*TASKS FOR THIS EXERCISE*
[1] Based on the passage on brain tumor signs below, decide whether each statement agrees with it: (a) the signs and symptoms of a brain tumor depend on its size, location, and rate of growth; (b) headaches caused by brain tumors tend to be worse in the evening; (c) in many cases a person with a brain tumor has no signs or symptoms until the tumor grows large enough to press on nearby brain tissue. Give yes or no for each, with the deciding words of the passage quoted exactly.
[2] Continue the passage on brain tumor signs below, starting right after its final sentence.

Signs of brain tumors can be vague, especially when the tumor is small, has not caused a noticeable change in cognitive function or is in an area of the brain that controls relatively unimportant functions.
In many cases, a person with a brain tumor will not experience any signs or symptoms until the tumor becomes large enough to put pressure on and alter the function of surrounding brain tissue.
The signs and symptoms of a brain tumor vary greatly and depend on the brain tumor’s size, location, and rate of growth. General signs and symptoms caused by brain tumors may include:
Vision problems. People with brain tumors may have problems seeing out of one or both eyes (double vision). Some people lose their peripheral (side) vision or experience blind spots. Other visual disturbances include blurred vision, light sensitivity, and loss of color vision. Some people also have involuntary eye movements.
- Headaches gradually become more frequent and more severe. The location of the tumor will determine where you feel the headache.
- Headaches that are worse in the morning or while coughing, sneezing, or straining. These symptoms may result from increased pressure within your skull.

*RECORDS SHOWN*

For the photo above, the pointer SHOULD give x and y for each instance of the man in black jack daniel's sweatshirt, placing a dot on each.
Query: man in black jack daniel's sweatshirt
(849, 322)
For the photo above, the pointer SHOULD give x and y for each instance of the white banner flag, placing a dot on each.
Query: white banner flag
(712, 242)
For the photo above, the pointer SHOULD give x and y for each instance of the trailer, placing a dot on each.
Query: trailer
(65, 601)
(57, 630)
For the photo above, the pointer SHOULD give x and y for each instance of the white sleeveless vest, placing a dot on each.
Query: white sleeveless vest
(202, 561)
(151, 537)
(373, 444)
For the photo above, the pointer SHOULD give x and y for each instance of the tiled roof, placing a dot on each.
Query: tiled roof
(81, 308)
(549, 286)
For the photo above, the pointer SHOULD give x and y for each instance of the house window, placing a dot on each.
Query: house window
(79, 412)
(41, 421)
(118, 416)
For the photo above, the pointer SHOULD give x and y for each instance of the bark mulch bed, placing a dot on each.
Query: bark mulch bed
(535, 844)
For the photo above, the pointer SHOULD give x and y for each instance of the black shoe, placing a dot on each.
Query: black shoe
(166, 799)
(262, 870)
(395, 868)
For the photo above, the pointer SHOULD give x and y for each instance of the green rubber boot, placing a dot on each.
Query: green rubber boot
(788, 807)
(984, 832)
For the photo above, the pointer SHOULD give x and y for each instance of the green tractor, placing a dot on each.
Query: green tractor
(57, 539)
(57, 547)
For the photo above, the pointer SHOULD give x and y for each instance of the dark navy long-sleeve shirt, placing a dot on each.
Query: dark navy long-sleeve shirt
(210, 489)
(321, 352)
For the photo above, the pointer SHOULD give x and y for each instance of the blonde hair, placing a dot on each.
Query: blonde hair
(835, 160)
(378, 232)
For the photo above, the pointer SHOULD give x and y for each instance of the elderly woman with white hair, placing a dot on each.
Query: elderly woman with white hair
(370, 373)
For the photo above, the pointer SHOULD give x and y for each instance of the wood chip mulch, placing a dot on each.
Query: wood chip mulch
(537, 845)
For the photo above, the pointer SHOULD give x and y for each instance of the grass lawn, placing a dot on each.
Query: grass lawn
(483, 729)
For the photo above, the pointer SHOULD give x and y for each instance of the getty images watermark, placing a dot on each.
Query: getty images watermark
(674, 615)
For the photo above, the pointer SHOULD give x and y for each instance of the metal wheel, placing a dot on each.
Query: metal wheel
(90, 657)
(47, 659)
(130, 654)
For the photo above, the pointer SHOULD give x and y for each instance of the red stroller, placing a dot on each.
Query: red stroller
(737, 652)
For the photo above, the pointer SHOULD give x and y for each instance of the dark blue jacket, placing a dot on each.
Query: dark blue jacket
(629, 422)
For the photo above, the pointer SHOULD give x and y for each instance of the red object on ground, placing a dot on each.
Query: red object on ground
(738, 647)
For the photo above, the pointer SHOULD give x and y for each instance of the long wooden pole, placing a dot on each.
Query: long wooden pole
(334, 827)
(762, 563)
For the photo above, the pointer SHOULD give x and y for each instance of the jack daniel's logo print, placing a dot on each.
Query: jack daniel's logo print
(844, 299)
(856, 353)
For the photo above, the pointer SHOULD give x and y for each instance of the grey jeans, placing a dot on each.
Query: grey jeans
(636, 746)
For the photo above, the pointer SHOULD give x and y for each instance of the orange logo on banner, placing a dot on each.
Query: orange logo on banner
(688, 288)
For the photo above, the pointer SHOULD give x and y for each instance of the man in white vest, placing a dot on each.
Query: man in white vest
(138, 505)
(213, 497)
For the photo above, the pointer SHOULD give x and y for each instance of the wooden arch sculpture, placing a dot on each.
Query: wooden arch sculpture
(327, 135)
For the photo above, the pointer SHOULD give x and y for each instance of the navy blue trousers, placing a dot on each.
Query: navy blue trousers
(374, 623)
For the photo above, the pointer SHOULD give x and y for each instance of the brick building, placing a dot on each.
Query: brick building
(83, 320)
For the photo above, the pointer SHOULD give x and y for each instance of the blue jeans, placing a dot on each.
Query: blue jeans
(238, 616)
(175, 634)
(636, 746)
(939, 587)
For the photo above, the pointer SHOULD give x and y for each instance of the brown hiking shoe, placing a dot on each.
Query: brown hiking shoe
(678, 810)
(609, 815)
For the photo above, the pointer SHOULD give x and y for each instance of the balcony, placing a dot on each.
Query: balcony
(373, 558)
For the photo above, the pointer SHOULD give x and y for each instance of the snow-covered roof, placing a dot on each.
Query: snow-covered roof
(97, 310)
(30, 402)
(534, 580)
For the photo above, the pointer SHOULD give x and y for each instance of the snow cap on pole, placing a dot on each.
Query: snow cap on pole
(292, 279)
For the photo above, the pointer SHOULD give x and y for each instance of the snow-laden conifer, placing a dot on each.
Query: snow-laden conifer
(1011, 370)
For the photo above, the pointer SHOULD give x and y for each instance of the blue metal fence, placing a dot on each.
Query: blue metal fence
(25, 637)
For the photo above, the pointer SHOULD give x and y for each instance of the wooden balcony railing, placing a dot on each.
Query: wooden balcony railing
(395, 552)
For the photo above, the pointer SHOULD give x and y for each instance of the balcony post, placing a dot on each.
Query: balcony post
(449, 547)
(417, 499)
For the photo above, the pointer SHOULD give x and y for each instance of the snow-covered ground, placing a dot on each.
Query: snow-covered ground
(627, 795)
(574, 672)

*OUTPUTS BY TASK*
[1]
(a) Yes: "depend on the brain tumor’s size, location, and rate of growth"
(b) No: "Headaches that are worse in the morning or while coughing, sneezing, or straining"
(c) Yes: "a person with a brain tumor will not experience any signs or symptoms until the tumor becomes large enough to put pressure on and alter the function of surrounding brain tissue"

[2]
- Nausea and vomiting. Pressure on certain areas of your brain may affect your stomach and intestines, causing nausea and vomiting.
- Changes in speech, vision, or hearing. Tumors can form in areas of your brain that control these functions, resulting in changes such as blurred vision or hearing loss in one ear.
- Personality or behavior changes. Tumors near areas of the brain that control emotions, behaviors, personality, and thinking can cause changes such as inappropriate laughter or crying (pseudobulbar affect), irritability, confusion, trouble concentrating or remembering things (cognitive dysfunction), lack of inhibition (disinhibition), anxiety, depression, euphoria (extreme feeling of well-being), mania (abnormally elevated mood).